> _Data extract_:

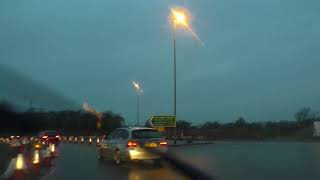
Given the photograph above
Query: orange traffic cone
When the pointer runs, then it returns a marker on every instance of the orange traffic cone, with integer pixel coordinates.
(98, 142)
(36, 162)
(47, 157)
(19, 173)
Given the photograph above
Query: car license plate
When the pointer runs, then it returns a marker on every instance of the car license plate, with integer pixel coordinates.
(150, 145)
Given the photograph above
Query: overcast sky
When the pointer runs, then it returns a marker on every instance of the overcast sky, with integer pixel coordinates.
(261, 58)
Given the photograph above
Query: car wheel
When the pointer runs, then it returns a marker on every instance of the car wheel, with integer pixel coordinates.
(116, 157)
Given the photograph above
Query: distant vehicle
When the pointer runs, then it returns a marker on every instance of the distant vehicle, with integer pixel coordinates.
(126, 144)
(47, 137)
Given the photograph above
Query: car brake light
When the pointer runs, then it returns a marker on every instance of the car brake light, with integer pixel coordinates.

> _Task objective_:
Format the lines above as a JSON list of strings, one string per line, leaving out blank lines and the pictures.

> _Correct answer_:
[
  "Given the photograph above",
  "Query: orange traffic cone",
  "When the pointer runs, then it returns a marker on every instance of the orange traffic cone, with integer pixel coordinates.",
  "(98, 142)",
  "(36, 162)",
  "(47, 157)",
  "(19, 173)",
  "Given the photograph above",
  "Query: car license plate",
  "When the pointer runs, then it returns a marker on every instance of the car license plate, with integer pixel coordinates.",
  "(150, 145)",
  "Given the photograph above",
  "Query: overcast sky",
  "When the pointer runs, then it returns a marker on every instance of the overcast sky, with integer pixel coordinates.",
  "(261, 58)",
  "Given the photograph above",
  "Query: car wheel",
  "When the pointer runs, then it returns a marker on every instance of the car wheel, with integer pixel coordinates.",
  "(116, 157)",
  "Given the photograph above",
  "Query: distant vehicle",
  "When the pointer runs, then it returns a marker on every instance of the distant vehicle, with integer pixel coordinates.",
  "(126, 144)",
  "(47, 137)",
  "Given the photograph above",
  "Query: car brake light",
  "When the pointer runs, then it returns a marker on every instance of the car brake light, with integer pixel coordinates."
]